== WHAT TO PRODUCE ==
Rewrite the lines below that run from the line with "of the player's" through the line with "M 68 30 L 71", replacing "fill-rule evenodd" with "fill-rule nonzero" and leaving everything else unchanged.

-- START DATA SHOWN --

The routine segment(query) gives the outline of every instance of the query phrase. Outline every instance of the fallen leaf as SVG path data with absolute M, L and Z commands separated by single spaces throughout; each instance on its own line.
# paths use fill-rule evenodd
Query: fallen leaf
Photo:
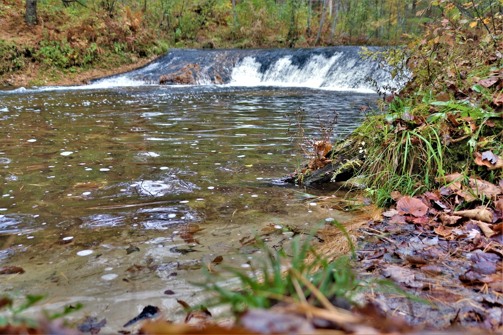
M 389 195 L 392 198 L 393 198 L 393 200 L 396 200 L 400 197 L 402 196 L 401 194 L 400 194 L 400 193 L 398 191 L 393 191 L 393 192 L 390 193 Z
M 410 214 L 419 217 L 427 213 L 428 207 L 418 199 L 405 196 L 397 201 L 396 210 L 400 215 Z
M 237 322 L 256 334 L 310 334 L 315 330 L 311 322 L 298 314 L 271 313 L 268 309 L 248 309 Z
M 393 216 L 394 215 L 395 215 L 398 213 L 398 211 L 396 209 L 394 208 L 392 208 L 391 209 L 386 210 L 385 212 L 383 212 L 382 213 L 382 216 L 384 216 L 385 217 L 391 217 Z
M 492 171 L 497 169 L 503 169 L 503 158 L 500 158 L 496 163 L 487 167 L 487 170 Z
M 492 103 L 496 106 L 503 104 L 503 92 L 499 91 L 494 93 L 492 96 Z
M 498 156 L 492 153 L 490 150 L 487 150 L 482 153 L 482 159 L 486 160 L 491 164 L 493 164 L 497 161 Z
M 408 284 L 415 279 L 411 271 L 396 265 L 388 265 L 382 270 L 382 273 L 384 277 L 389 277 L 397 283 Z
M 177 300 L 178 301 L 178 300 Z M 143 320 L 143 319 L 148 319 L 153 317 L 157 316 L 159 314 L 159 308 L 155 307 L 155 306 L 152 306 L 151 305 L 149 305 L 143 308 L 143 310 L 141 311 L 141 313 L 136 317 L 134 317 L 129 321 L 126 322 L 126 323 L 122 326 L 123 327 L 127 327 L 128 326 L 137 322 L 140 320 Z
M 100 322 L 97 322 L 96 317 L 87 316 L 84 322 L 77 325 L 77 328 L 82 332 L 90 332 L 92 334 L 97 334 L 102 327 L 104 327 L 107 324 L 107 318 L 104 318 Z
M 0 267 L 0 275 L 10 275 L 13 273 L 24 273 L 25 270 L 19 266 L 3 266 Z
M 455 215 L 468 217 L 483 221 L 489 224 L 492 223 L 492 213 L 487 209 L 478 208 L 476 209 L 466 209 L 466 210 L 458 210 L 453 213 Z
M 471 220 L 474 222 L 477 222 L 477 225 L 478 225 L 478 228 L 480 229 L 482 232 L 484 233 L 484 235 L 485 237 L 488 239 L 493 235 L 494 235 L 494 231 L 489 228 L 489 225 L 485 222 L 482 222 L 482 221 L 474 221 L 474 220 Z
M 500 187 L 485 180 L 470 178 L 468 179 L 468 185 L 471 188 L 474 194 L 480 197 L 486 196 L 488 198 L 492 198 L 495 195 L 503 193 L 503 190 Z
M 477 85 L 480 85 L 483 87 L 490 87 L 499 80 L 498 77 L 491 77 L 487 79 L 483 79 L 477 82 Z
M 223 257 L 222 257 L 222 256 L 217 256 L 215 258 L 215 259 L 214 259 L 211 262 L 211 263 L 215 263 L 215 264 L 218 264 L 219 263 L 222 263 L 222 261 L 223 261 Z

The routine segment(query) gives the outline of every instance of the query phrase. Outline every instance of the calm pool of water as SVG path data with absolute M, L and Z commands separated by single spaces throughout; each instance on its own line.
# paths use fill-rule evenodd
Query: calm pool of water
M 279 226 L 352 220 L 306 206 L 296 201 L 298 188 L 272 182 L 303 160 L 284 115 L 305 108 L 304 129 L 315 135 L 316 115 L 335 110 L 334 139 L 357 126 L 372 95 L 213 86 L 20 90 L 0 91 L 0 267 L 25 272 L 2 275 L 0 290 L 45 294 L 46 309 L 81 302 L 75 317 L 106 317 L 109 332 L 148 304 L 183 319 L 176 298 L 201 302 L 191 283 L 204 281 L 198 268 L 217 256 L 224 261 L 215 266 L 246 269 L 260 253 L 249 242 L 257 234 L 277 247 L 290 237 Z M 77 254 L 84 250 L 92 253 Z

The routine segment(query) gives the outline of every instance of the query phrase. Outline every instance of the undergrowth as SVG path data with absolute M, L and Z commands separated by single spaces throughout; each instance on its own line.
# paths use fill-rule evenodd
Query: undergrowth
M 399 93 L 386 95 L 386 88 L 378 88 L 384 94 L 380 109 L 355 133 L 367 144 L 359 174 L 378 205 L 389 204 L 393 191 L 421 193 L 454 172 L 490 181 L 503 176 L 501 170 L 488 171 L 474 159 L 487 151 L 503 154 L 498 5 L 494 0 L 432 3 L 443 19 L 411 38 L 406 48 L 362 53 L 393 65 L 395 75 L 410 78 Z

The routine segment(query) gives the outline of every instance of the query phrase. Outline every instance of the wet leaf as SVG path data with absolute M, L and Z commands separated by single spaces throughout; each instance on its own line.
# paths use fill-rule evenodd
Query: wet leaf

-- END DATA SHOWN --
-- START DATA SHOWN --

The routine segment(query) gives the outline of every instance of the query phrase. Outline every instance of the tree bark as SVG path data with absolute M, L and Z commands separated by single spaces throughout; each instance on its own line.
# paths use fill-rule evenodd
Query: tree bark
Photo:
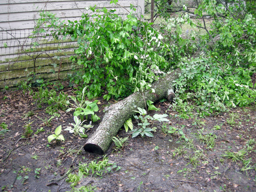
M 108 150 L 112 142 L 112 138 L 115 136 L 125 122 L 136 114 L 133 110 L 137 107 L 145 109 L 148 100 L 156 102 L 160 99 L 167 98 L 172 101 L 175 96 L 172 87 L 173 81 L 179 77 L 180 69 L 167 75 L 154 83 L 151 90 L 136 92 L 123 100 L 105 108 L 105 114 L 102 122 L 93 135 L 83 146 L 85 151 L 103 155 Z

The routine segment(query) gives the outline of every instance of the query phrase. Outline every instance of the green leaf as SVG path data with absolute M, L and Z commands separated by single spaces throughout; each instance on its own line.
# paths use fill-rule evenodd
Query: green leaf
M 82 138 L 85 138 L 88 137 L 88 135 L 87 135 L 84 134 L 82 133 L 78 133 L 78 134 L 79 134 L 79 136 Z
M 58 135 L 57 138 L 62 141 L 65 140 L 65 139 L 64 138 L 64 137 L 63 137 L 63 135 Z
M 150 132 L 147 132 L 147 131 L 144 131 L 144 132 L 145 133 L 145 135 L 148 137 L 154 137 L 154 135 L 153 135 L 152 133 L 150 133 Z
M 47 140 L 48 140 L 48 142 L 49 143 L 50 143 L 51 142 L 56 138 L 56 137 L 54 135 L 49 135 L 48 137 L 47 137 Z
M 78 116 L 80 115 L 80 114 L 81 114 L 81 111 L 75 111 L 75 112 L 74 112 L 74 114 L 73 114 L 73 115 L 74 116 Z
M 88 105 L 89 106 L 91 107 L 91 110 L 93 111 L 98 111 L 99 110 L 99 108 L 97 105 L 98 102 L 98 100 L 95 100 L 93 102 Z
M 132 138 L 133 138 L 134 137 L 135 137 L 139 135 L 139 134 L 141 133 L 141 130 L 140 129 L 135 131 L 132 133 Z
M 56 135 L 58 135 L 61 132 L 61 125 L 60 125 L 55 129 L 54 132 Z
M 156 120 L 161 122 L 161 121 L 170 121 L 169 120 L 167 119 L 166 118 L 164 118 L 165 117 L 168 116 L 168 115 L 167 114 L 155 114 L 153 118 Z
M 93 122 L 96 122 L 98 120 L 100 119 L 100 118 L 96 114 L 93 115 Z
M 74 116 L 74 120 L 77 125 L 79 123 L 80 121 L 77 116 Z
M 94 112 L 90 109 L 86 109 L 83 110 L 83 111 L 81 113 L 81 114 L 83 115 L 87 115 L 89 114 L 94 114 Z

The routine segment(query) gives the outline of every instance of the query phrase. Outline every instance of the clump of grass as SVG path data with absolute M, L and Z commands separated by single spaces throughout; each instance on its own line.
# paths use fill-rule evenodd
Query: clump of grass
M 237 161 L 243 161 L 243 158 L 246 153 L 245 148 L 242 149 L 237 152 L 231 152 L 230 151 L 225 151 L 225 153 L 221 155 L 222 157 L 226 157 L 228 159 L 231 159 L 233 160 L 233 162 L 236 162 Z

-- END DATA SHOWN --
-- START DATA SHOWN --

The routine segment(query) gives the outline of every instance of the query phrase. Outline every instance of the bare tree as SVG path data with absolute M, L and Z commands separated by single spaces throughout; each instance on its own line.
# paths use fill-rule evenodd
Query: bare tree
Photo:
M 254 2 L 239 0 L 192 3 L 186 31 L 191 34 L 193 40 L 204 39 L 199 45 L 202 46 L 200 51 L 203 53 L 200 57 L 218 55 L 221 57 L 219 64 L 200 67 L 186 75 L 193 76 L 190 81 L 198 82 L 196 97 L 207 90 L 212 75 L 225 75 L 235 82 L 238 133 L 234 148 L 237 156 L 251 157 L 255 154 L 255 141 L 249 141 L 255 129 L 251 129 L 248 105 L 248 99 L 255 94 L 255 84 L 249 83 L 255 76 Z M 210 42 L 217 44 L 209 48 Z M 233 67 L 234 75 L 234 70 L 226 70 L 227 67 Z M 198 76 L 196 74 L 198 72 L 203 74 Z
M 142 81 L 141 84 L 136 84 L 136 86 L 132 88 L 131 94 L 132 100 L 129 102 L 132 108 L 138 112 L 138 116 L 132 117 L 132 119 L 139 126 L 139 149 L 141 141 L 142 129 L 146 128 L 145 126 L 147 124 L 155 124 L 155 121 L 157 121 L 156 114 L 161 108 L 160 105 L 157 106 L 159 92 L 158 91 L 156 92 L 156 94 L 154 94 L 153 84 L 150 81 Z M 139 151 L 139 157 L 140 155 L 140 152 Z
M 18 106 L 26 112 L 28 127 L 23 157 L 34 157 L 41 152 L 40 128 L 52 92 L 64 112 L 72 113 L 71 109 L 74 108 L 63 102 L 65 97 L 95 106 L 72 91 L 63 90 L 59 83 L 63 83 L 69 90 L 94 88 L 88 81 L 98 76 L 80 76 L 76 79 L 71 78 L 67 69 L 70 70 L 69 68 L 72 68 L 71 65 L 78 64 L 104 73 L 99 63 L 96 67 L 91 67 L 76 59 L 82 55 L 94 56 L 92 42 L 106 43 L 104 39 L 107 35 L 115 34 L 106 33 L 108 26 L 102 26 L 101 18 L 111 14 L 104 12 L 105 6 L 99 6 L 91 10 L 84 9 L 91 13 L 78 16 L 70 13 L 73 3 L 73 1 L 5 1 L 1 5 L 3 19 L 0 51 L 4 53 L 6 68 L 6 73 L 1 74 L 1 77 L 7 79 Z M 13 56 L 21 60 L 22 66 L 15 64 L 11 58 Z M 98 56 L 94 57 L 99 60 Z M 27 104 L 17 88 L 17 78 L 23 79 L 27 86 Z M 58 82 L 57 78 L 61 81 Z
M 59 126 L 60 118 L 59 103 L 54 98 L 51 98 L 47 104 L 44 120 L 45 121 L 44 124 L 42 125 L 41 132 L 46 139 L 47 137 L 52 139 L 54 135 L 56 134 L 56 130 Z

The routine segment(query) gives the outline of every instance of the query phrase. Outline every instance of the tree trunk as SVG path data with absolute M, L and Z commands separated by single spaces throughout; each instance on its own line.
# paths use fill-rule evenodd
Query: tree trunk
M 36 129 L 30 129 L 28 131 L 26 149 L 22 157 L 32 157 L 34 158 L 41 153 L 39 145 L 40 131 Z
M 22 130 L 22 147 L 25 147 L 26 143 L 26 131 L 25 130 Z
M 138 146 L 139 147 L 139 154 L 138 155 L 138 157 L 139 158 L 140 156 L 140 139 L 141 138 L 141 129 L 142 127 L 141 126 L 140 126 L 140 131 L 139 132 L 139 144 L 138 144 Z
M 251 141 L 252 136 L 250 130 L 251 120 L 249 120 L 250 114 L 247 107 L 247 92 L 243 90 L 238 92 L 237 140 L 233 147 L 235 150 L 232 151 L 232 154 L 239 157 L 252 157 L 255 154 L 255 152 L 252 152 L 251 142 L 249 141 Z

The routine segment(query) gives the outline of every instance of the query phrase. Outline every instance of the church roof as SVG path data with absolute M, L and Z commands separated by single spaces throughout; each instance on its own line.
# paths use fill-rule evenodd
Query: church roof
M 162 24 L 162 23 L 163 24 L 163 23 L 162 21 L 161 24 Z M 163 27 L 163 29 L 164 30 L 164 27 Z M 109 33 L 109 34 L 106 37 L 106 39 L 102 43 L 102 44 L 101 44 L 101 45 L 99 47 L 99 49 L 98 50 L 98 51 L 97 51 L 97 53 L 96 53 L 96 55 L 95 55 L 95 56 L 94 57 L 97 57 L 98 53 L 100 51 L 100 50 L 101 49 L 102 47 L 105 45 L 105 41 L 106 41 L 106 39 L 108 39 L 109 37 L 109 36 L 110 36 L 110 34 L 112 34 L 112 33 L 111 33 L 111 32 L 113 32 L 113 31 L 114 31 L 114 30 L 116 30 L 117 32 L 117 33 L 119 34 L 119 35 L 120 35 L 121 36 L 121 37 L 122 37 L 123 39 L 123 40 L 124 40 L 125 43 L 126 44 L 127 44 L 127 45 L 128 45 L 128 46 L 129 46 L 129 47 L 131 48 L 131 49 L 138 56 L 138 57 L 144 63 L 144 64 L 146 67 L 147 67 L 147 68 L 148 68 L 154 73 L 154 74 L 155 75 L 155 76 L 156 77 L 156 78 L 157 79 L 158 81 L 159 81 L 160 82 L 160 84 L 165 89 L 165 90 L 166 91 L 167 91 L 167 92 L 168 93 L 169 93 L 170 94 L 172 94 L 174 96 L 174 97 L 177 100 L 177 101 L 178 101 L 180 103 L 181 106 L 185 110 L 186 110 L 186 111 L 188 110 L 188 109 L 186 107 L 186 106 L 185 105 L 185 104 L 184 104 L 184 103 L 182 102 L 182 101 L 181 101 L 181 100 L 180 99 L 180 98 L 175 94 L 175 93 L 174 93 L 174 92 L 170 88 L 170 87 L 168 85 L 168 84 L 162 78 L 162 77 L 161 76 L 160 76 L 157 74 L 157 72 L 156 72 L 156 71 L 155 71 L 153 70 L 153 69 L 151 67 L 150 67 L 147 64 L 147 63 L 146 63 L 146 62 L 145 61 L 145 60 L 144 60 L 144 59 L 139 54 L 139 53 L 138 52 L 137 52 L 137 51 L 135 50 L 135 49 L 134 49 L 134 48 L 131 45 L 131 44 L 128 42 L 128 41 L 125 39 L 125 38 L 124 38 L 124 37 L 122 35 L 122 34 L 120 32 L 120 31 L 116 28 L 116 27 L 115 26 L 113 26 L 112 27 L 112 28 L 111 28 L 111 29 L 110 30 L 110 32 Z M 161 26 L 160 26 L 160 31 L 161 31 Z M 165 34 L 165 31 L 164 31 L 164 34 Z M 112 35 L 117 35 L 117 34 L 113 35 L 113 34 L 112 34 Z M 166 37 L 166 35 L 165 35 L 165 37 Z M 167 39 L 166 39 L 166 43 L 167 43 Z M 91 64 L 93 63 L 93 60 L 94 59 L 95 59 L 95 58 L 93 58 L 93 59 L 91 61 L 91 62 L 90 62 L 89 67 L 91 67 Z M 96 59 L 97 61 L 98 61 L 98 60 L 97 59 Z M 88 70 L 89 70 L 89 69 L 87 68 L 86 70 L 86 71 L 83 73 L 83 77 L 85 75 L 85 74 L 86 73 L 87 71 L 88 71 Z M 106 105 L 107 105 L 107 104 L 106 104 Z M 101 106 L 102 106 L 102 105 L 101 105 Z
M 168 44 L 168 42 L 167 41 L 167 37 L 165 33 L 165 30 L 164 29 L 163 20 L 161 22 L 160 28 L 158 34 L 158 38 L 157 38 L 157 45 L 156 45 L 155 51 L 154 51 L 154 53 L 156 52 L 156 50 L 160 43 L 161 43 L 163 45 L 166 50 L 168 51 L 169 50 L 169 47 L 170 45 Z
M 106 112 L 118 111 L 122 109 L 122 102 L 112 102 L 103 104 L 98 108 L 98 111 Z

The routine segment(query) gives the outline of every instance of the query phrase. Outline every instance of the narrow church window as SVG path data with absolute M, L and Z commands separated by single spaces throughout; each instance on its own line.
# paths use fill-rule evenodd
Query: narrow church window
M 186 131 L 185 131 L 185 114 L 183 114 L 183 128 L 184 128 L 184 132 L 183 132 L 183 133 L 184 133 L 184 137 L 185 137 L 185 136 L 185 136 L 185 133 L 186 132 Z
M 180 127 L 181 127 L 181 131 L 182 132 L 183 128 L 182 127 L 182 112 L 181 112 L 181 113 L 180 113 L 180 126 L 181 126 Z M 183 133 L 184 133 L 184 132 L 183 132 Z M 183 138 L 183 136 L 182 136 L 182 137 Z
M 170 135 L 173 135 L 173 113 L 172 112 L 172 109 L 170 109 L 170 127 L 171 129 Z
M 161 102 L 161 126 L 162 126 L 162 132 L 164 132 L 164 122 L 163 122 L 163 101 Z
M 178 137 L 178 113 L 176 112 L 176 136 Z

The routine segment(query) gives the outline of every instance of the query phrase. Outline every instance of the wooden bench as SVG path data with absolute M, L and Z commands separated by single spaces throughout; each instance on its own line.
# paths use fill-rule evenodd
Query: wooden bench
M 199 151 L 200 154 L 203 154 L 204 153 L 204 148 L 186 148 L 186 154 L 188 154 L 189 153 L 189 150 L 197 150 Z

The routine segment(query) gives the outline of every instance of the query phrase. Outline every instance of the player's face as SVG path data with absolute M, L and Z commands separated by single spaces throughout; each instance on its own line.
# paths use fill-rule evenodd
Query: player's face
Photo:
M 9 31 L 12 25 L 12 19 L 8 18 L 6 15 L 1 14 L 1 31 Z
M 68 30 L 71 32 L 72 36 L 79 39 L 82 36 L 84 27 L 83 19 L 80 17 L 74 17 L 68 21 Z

-- END DATA SHOWN --

== EXPECTED OUTPUT ==
The routine segment(query) gives the outline of every instance of the query phrase. Outline every instance of the player's face as SVG path data with absolute M, L and Z commands separated by single spaces throughout; each instance on its own line.
# paths use fill-rule nonzero
Query: player's face
Photo:
M 9 31 L 12 25 L 12 19 L 8 18 L 6 15 L 1 14 L 1 31 Z
M 68 30 L 71 32 L 72 36 L 79 39 L 82 36 L 84 27 L 83 19 L 80 17 L 74 17 L 68 21 Z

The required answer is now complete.